■ **Challenge**
Restate the records below word for word.
:: Entries provided ::
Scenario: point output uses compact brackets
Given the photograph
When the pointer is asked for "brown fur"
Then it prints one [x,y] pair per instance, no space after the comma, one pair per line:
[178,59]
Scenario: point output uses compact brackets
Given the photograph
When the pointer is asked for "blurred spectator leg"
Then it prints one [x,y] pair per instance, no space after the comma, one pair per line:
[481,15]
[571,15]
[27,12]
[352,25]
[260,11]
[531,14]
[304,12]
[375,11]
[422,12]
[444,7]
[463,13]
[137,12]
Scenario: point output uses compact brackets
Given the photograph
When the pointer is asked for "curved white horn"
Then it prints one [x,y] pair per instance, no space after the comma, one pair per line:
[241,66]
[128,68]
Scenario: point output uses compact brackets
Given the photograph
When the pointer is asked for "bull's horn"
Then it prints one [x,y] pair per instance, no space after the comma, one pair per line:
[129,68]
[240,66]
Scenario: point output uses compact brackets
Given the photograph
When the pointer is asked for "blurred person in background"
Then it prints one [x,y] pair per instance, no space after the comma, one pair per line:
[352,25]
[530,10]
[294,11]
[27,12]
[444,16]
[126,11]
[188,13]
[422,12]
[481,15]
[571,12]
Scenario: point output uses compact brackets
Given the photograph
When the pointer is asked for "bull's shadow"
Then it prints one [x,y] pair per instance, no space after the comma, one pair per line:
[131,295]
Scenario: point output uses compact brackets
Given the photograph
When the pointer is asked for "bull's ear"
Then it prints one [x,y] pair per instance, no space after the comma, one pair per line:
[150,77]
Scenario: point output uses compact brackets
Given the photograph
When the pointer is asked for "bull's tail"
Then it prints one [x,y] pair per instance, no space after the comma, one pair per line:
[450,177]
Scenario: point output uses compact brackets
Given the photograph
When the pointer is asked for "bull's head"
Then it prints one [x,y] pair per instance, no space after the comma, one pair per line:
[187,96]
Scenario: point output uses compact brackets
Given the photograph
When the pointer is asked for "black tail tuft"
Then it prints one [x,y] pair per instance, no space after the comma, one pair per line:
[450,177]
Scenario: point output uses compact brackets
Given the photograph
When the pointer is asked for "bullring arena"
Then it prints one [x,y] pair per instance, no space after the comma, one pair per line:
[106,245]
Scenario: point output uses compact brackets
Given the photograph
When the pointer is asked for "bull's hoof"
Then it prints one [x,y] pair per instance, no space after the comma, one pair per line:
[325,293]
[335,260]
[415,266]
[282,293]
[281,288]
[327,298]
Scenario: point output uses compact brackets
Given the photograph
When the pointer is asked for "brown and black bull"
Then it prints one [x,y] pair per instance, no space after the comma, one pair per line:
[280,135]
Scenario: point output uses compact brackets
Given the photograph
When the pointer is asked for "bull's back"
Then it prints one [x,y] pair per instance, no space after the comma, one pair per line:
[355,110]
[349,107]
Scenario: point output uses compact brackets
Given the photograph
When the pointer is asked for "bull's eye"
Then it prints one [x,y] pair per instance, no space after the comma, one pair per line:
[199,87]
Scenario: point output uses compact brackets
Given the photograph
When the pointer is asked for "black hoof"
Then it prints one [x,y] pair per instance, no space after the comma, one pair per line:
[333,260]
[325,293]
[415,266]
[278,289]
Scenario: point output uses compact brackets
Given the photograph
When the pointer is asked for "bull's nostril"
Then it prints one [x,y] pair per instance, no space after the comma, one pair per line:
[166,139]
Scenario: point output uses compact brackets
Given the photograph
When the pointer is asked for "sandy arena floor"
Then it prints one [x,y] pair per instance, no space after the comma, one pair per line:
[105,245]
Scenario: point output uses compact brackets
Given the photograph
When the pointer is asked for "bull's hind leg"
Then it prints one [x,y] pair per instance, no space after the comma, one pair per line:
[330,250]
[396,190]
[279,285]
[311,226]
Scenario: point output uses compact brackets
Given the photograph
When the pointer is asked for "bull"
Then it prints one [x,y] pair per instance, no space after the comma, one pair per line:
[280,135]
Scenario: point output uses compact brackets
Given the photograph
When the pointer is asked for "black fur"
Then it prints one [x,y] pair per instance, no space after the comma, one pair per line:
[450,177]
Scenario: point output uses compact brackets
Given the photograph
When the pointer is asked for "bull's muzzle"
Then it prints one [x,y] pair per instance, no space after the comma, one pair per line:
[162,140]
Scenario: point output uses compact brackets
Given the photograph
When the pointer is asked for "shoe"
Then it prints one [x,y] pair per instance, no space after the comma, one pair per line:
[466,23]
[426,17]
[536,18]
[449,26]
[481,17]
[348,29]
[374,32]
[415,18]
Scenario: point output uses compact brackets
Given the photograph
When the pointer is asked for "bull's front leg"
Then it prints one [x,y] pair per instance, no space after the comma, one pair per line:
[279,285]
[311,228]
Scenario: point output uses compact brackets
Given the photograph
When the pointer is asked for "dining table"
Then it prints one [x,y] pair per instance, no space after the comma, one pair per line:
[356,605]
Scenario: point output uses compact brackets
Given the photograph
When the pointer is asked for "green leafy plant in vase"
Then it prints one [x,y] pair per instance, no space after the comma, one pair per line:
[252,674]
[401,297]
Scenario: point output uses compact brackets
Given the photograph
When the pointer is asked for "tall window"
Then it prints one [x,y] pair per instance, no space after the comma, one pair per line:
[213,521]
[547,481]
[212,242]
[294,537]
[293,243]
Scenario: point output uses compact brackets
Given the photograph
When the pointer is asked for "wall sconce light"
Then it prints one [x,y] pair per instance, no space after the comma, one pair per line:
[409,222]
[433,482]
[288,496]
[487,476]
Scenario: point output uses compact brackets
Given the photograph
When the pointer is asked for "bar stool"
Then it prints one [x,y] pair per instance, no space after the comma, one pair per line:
:::
■ **Output of the exercise**
Scenario: point output uses compact brackets
Given the photograph
When the pointer is asked for "brown fur"
Then it prints one [x,y] pair per instance, no space after the comma, one pair per line:
[178,59]
Scenario: point output uses compact brackets
Given the photograph
When the pointer is asked for "blurred spectator leg"
Then it prints one [x,y] pair per instance, no space after the comma, one pair per line:
[481,15]
[571,15]
[27,12]
[352,25]
[260,11]
[531,14]
[304,12]
[375,11]
[422,12]
[444,7]
[463,13]
[137,12]
Scenario: point output uses compact brackets
Given the photograph
When the pointer is asked for "curved white horn"
Then it prints one [x,y] pair per instance, no space after the comma, one pair per line:
[241,66]
[128,68]
Scenario: point output uses compact brackets
Given the photograph
When the pointer is asked for "bull's horn"
Then it prints one [x,y] pair per instance, no space after the comma, one pair per line:
[129,68]
[240,66]
Scenario: point output uses compact brackets
Given the photograph
When the pointer is asked for "blurred person in background"
Then it prints one [x,y] pair per instance, no space after the comma, one pair per line:
[352,25]
[530,10]
[294,11]
[27,12]
[444,16]
[126,11]
[188,13]
[422,12]
[481,15]
[571,12]
Scenario: point output uses compact brackets
Given the photograph
When the pointer is asked for "bull's shadow"
Then it prints one [x,y] pair per instance, no space after the comma, one pair per line:
[131,295]
Scenario: point output uses compact brackets
Given the photograph
When the pointer is asked for "bull's ear"
Then it prints one [x,y] pair per instance, no space after the comma, one pair per line:
[150,77]
Scenario: point output uses compact brackets
Given the photograph
When the pointer is asked for "bull's tail"
Then it prints one [x,y] pair per instance, no space after the comma, one pair per line:
[450,177]
Scenario: point output uses compact brackets
Given the photograph
When the pointer is asked for "bull's head"
Then it prints one [x,y] pair per instance, no space after the comma, one pair per line:
[187,96]
Scenario: point output uses compact brackets
Given the photograph
When the pointer is asked for "black tail tuft"
Then it prints one [x,y] pair per instance, no space after the comma, one pair per line:
[450,177]
Scenario: point output uses compact brackets
Given the photograph
When the pointer is asked for "bullring arena"
Then it prints one [x,y] pair per instance, no space after the comma, one pair per line:
[106,245]
Scenario: point output uses compact brackets
Given the photograph
When the pointer is asked for "bull's hoof"
Then it prints one [x,y] pair per instance, no space after the comma, one pair per line:
[325,293]
[335,260]
[415,266]
[282,293]
[281,288]
[327,298]
Scenario: point output uses compact brackets
Given the photograph
When the pointer is asked for "brown and black bull"
Then it prints one [x,y] pair per instance, no space after the comma, one pair per line:
[280,135]
Scenario: point output uses compact brackets
Given the photograph
When the pointer is asked for "bull's back"
Then it prints one [x,y] pair per instance, no space after the comma, one pair per line:
[355,110]
[349,107]
Scenario: point output uses compact brackets
Given the photograph
When the pointer is asked for "bull's eye"
Then it prints one [x,y] pair per instance, no space after the comma, one pair per line:
[199,87]
Scenario: point output uses compact brackets
Given the photograph
When the pointer is asked for "black hoof"
Then it prints one [x,y] pair per instance, no space after the comma, one pair per line:
[333,260]
[325,293]
[415,266]
[278,289]
Scenario: point output uses compact brackets
Given the photograph
When the pointer is asked for "bull's nostril"
Then it prints one [x,y] pair per instance, no space after the comma, one pair per line:
[166,139]
Scenario: point output uses compact brackets
Given the photograph
When the pointer is asked for "sandy arena floor"
Then it prints one [x,y] pair per instance, no space after the comma, one pair per line:
[105,245]
Scenario: point output uses compact brackets
Given the photograph
When the pointer is asked for "bull's hind leg"
Then it prints one [x,y] pair per instance, no space after the comma, one pair per line:
[330,250]
[396,190]
[279,285]
[311,226]
Scenario: point output uses compact brackets
Given the photograph
When the pointer is asked for "bull"
Then it prints one [x,y] pair per instance, no space after the comma, one pair per line:
[280,135]
Scenario: point output uses compact brackets
Given the photograph
When the pointer is asked for "black fur"
Then it prints one [x,y] pair per instance, no space after the comma, one pair per line:
[450,177]
Scenario: point output uses compact brackets
Given the photograph
When the pointer is asked for "bull's muzzle"
Then it prints one [x,y] pair per instance, no space after the comma, one pair per line:
[162,140]
Scenario: point output uses compact brackets
Given the photograph
When the pointer is asked for "shoe"
Then it prints one [x,y] pair per instance, no space after the comma, one pair per line:
[466,23]
[426,17]
[536,18]
[449,26]
[481,17]
[348,29]
[374,32]
[415,18]
Scenario: point output uses compact brackets
Given the photograph
When the pointer is asked for "bull's front leg"
Then it prints one [x,y] pair per instance, no space after the comma, one pair per line:
[279,285]
[311,228]
Scenario: point output uses compact brackets
Given the photograph
When the pointer is asked for "dining table"
Then it prints one [x,y] pair per instance, no space after the comma, one pair per line:
[356,605]
Scenario: point output uses compact brackets
Given the photograph
When the pointer is asked for "green leafy plant in vase"
Then it prints one [x,y] pair per instance, no space after the comma, one pair per line:
[252,674]
[401,297]
Scenario: point output uses compact brackets
Given the photograph
When the pointer is asked for "tall window"
Then it prints one [x,y] pair per instance, no space after the comma, one pair per line:
[213,521]
[547,481]
[212,242]
[294,537]
[293,243]
Scenario: point output uses compact brackets
Given the photograph
When the pointer is asked for "wall sconce light"
Then it prints one [x,y] pair per instance, no space after the comma, one pair per line:
[409,222]
[433,482]
[288,496]
[487,476]
Scenario: point output uses compact brackets
Given the photograph
When the pointer is asked for "bar stool"
Then it prints one [x,y] pair per instance, no space after the comma, one pair per line:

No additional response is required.